SFF: Of course, the incident granted some Western researchers and reporters to an opportunity to conduct some research. Antoine Gessler’s Autopsy of an Ideological Drift and or Alain Chevalerias’s Brulé Vif (Burned Alive) for instance. Interestingly enough, as it is typical of the organization when reacting against the opponents, it denounced the two authors and accused them of a give and take with the IR regime. You may have come across these accusations in web sites.

BS: unfortunately, not yet. But I will be grateful if you could help me have access to. It can help to fathom the aspects of the tragedy and how they may analyze such incidents. When you come across such human tragedies, possibly you can look back at the backgrounds that led to the instigation of disasters that seemed impossible to occur at the first look. But, unfortunately, we see how easily and fast all those analyses and theories happen to be materialized in a way that bewilders you.

SFF: You touched the point. Can you now speculate about the extent and potentiality of such operations that the organization may put into action when facing similar circumstances anywhere in the world?

BS: To tell the truth, I have been convinced that nothing can surprise me anymore. I do not intend to state that the organization has demonstrated its ultimate potentialities, it is the nature of the demonstrated objection, self-burning, that looks appalling and pathetic in general. Hardly can you stay long beside the bed of a burned man in a hospital while you may spend hours at the bed of any other patient. Now imagine what may happen if you see people spilling gasoline over themselves to become human torches burning before the public.

And all for claimed rights that can be easily solved trough legal procedures. Now imagine the extent of tragedy if the demands necessarily fail to be legally settled and go against any logic and impossible to grant. So, I have learned that anything is possible in this organization and nothing may hit as unexpected. Above all, the members have already been briefed theoretically and ideologically on any unexpected circumstance and the only left option is to push them into action to create a human tragedy in Camp Ashraf or any other place.

SFF: To what degree you think it is possible that they will prompt a human tragedy?

BS: It is really possible. You may not believe, but once Rajavi propound the possibility and enforced it a duty for all and even prepared the instruments to carry it out. The Camp Ashraf residents, for instance, are equipped with cyanide capsules and there are as plenty as gasoline and other inflammable liquids at hand. The human tragedy was an option the organization had adopted even in the reign of Saddam. Rajavi’s excuse is that if disclosure of Ashraf might lead to our annihilation, then, it is better for us to die all here inside Ashraf. His logic is that at least our death here is for the defense of something, the organization, without which we are the walking dead outside. Then let’s die in its defense with a brave death. It was all stated in a meeting before the fall of Saddam.

SFF: Thank you. There are more questions concerning Maryam’s release, but I prefer to continue in the next session, adieu.

Provided records:
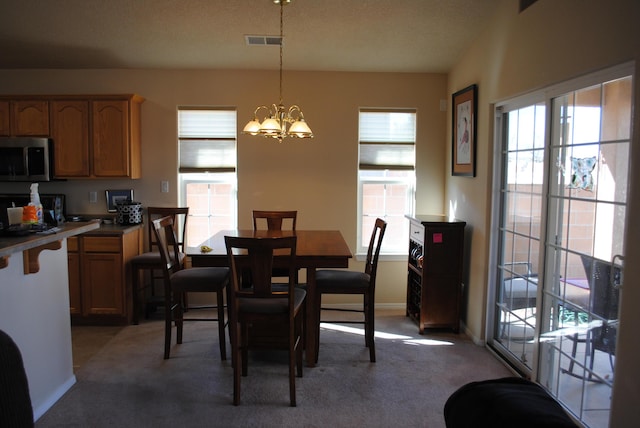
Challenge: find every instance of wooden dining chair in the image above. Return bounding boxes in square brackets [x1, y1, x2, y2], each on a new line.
[562, 254, 622, 383]
[130, 207, 189, 324]
[253, 210, 298, 230]
[152, 216, 229, 360]
[225, 236, 307, 406]
[316, 218, 387, 363]
[253, 210, 299, 284]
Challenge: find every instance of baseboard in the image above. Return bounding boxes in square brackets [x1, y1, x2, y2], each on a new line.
[33, 375, 76, 421]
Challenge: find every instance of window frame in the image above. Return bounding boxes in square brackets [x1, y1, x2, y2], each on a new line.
[356, 108, 417, 261]
[176, 106, 238, 246]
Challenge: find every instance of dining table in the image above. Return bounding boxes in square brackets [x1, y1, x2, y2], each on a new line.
[185, 229, 353, 367]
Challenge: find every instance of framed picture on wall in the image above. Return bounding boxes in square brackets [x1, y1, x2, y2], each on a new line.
[451, 85, 478, 177]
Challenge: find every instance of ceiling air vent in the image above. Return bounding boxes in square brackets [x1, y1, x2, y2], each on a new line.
[244, 36, 282, 46]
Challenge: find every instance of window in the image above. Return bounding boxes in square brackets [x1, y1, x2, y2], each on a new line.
[178, 107, 238, 246]
[357, 109, 416, 254]
[487, 66, 633, 428]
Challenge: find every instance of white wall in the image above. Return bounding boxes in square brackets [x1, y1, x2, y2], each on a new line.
[0, 239, 76, 419]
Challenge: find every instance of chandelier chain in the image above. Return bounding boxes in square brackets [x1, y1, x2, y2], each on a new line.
[280, 1, 284, 105]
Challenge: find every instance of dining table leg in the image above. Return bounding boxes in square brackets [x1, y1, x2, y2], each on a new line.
[305, 267, 320, 367]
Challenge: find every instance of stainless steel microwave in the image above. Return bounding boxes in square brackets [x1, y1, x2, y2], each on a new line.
[0, 137, 53, 181]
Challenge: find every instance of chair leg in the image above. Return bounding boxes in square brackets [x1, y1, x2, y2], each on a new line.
[164, 299, 173, 360]
[296, 311, 306, 377]
[240, 323, 249, 376]
[289, 320, 297, 407]
[315, 293, 322, 363]
[131, 263, 142, 325]
[216, 291, 227, 361]
[364, 294, 376, 363]
[229, 322, 242, 406]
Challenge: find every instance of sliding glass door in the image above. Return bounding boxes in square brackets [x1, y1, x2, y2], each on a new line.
[488, 64, 632, 427]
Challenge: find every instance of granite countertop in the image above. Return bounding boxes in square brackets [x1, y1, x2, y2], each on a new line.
[0, 220, 100, 257]
[71, 220, 143, 235]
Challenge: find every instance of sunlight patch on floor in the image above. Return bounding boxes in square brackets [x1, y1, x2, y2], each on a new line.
[320, 322, 453, 346]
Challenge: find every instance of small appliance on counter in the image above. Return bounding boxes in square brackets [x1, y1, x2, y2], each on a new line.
[116, 199, 142, 225]
[0, 193, 66, 226]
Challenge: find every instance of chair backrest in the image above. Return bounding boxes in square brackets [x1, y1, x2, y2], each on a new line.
[147, 207, 189, 251]
[580, 255, 621, 320]
[364, 218, 387, 287]
[151, 215, 183, 285]
[224, 236, 297, 305]
[253, 210, 298, 230]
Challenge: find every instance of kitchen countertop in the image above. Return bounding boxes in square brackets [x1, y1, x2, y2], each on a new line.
[0, 221, 100, 257]
[71, 220, 143, 235]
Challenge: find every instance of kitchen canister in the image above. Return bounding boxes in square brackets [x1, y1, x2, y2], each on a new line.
[116, 200, 142, 224]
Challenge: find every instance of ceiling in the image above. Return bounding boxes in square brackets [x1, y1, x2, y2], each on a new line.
[0, 0, 500, 73]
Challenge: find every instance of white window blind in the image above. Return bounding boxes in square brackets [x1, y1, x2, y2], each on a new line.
[178, 107, 237, 174]
[359, 109, 416, 170]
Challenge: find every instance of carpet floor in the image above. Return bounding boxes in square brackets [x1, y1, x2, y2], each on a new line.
[36, 309, 512, 428]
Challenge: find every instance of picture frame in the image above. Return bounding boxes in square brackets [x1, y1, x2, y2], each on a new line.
[105, 189, 133, 213]
[451, 84, 478, 177]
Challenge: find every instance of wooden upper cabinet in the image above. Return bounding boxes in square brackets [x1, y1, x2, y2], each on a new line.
[0, 100, 11, 137]
[46, 95, 144, 178]
[51, 100, 91, 178]
[92, 100, 131, 177]
[10, 100, 49, 137]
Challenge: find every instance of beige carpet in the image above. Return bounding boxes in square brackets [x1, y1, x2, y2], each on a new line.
[36, 310, 512, 428]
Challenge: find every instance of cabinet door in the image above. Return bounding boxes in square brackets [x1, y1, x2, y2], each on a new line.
[0, 101, 11, 137]
[91, 100, 130, 177]
[82, 253, 125, 316]
[11, 100, 49, 137]
[51, 100, 90, 178]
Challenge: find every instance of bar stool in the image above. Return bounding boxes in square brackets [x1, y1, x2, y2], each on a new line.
[130, 207, 189, 324]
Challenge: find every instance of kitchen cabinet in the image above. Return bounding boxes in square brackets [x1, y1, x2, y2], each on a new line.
[0, 99, 49, 137]
[67, 225, 142, 325]
[51, 95, 144, 179]
[406, 216, 466, 334]
[51, 100, 91, 178]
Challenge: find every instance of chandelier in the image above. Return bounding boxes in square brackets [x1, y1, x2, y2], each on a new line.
[242, 0, 313, 142]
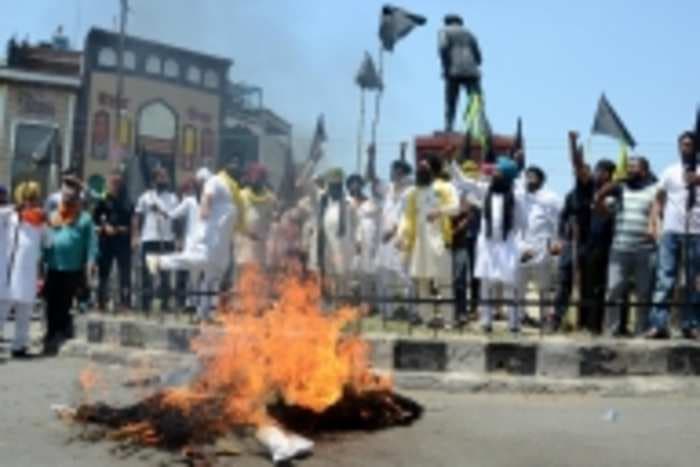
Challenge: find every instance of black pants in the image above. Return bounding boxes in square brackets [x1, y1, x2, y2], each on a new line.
[452, 248, 469, 321]
[175, 271, 191, 308]
[554, 245, 610, 334]
[97, 236, 131, 310]
[44, 269, 84, 343]
[141, 242, 175, 313]
[445, 78, 481, 131]
[467, 237, 481, 314]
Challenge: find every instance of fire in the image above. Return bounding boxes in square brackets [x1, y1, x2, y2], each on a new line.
[74, 271, 422, 458]
[185, 270, 391, 425]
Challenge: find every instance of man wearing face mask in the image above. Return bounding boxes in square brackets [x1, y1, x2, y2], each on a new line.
[235, 162, 277, 277]
[375, 159, 412, 317]
[311, 169, 359, 295]
[547, 159, 615, 334]
[647, 131, 700, 340]
[132, 167, 178, 313]
[516, 166, 562, 328]
[400, 155, 459, 322]
[596, 157, 658, 336]
[451, 156, 527, 333]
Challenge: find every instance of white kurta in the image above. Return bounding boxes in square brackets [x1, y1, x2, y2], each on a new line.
[2, 214, 45, 304]
[450, 163, 527, 286]
[160, 176, 237, 274]
[311, 197, 358, 276]
[516, 188, 562, 265]
[235, 189, 275, 266]
[170, 196, 199, 254]
[376, 183, 408, 274]
[407, 186, 452, 283]
[0, 206, 15, 302]
[353, 199, 381, 274]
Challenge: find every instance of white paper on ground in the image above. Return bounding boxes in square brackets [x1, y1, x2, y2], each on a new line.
[255, 425, 314, 464]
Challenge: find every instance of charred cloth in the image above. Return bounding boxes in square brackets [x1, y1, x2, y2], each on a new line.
[74, 390, 423, 451]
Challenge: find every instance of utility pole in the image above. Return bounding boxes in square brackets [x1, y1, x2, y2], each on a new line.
[114, 0, 129, 159]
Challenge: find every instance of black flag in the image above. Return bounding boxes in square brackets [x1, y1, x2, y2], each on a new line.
[309, 114, 328, 164]
[591, 94, 637, 148]
[379, 5, 427, 52]
[686, 106, 700, 209]
[355, 52, 384, 90]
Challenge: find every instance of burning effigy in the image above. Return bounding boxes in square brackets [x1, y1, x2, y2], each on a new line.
[64, 272, 423, 462]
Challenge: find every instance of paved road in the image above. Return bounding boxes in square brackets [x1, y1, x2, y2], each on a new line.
[0, 359, 700, 467]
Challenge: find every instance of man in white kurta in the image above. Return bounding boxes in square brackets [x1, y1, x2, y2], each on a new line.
[148, 171, 245, 320]
[450, 156, 527, 332]
[374, 160, 412, 318]
[516, 166, 562, 326]
[401, 161, 459, 322]
[310, 169, 359, 295]
[346, 174, 381, 304]
[0, 182, 45, 358]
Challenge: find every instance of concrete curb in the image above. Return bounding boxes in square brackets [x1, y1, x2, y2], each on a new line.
[72, 316, 700, 380]
[61, 339, 700, 397]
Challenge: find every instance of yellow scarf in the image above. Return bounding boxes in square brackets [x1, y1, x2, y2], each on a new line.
[401, 180, 452, 251]
[243, 188, 275, 204]
[218, 170, 248, 233]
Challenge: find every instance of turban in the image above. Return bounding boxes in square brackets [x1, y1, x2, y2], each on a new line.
[496, 156, 519, 181]
[15, 181, 41, 204]
[325, 168, 345, 185]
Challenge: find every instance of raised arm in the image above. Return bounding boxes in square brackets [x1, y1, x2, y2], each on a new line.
[447, 161, 488, 201]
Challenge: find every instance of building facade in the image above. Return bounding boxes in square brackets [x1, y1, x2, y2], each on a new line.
[0, 40, 81, 193]
[219, 84, 293, 191]
[75, 29, 231, 190]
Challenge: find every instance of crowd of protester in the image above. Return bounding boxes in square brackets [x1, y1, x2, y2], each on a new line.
[0, 132, 700, 358]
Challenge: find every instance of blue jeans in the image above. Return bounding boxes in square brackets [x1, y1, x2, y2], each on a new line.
[649, 232, 700, 330]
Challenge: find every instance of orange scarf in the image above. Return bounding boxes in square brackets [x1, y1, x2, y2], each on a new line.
[20, 208, 46, 227]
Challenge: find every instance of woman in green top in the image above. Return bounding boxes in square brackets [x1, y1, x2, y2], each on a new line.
[44, 177, 97, 355]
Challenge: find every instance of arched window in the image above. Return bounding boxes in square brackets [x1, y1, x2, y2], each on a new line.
[97, 47, 117, 67]
[202, 128, 214, 163]
[146, 55, 162, 75]
[182, 125, 197, 170]
[92, 110, 109, 161]
[163, 58, 180, 79]
[187, 65, 202, 84]
[124, 50, 136, 70]
[204, 70, 219, 89]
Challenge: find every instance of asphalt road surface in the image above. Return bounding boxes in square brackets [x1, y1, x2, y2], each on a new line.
[0, 359, 700, 467]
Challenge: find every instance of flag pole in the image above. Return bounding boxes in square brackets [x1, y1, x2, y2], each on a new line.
[356, 86, 365, 173]
[372, 45, 384, 170]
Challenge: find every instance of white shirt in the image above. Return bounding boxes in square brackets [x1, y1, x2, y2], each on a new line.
[516, 188, 562, 262]
[170, 195, 199, 250]
[202, 175, 238, 243]
[0, 206, 15, 300]
[134, 190, 177, 242]
[659, 162, 700, 234]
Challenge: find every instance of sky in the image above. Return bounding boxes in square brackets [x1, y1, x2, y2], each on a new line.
[0, 0, 700, 193]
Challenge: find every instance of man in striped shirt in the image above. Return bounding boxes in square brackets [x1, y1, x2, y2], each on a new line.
[596, 157, 657, 336]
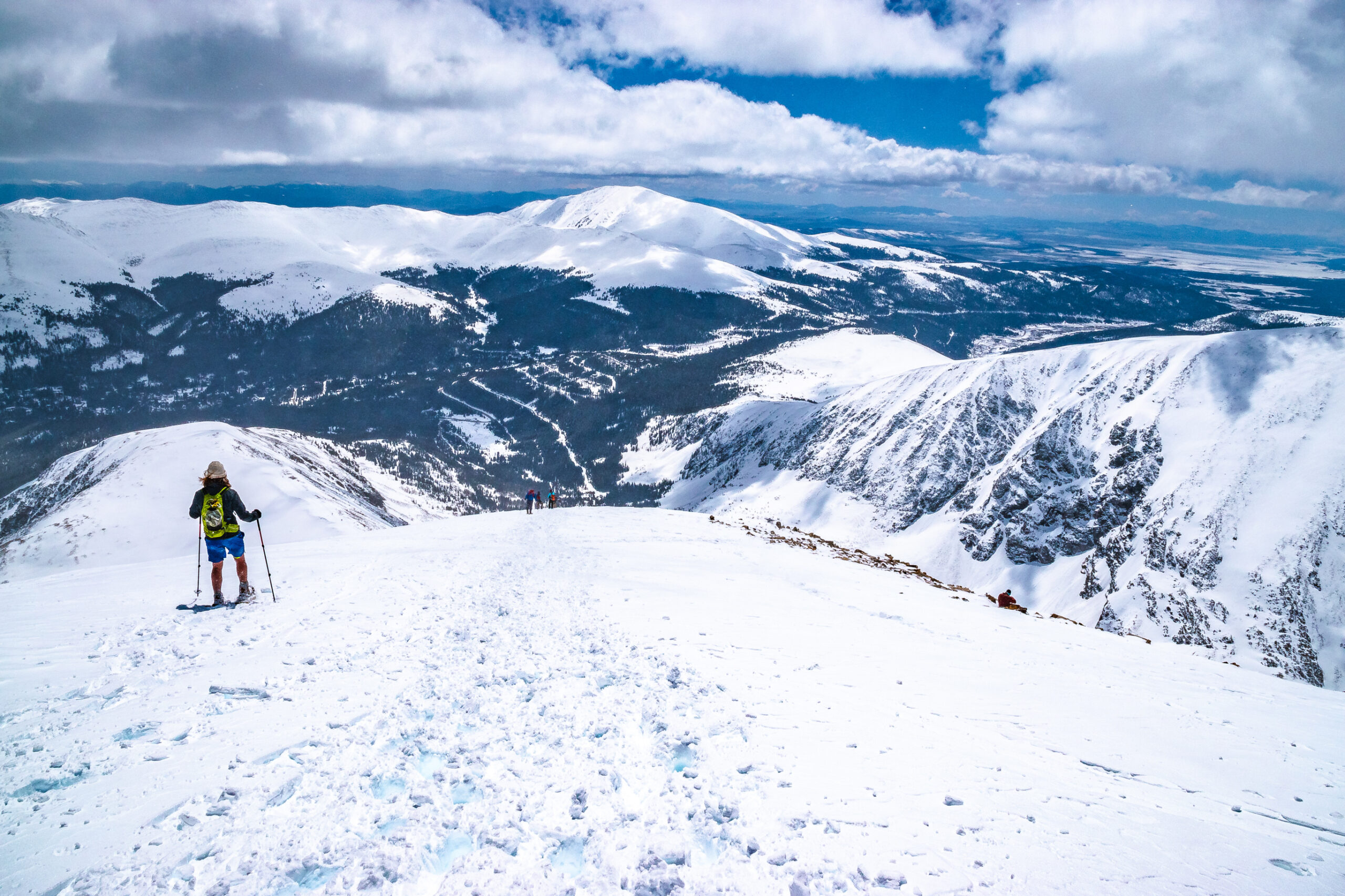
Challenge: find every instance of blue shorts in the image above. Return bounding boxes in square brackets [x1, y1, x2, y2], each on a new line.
[206, 532, 243, 564]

Task A:
Do these statements agree with the interview? For each, answer yes or no and quote the deciding words of the interview. (i) BS says he has already come across the accusations on web sites. (ii) Camp Ashraf residents are said to be equipped with cyanide capsules. (iii) The idea of dying inside Ashraf was stated in a meeting after the fall of Saddam.
Task B:
Retype the part of the interview that opens with the words containing "SFF: You touched" and closes with "before the public.".
The listing plays no part in what comes next.

Expected answer A:
(i) No: "unfortunately, not yet."
(ii) Yes: "The Camp Ashraf residents, for instance, are equipped with cyanide capsules"
(iii) No: "It was all stated in a meeting before the fall of Saddam."

Expected answer B:
SFF: You touched the point. Can you now speculate about the extent and potentiality of such operations that the organization may put into action when facing similar circumstances anywhere in the world?

BS: To tell the truth, I have been convinced that nothing can surprise me anymore. I do not intend to state that the organization has demonstrated its ultimate potentialities, it is the nature of the demonstrated objection, self-burning, that looks appalling and pathetic in general. Hardly can you stay long beside the bed of a burned man in a hospital while you may spend hours at the bed of any other patient. Now imagine what may happen if you see people spilling gasoline over themselves to become human torches burning before the public.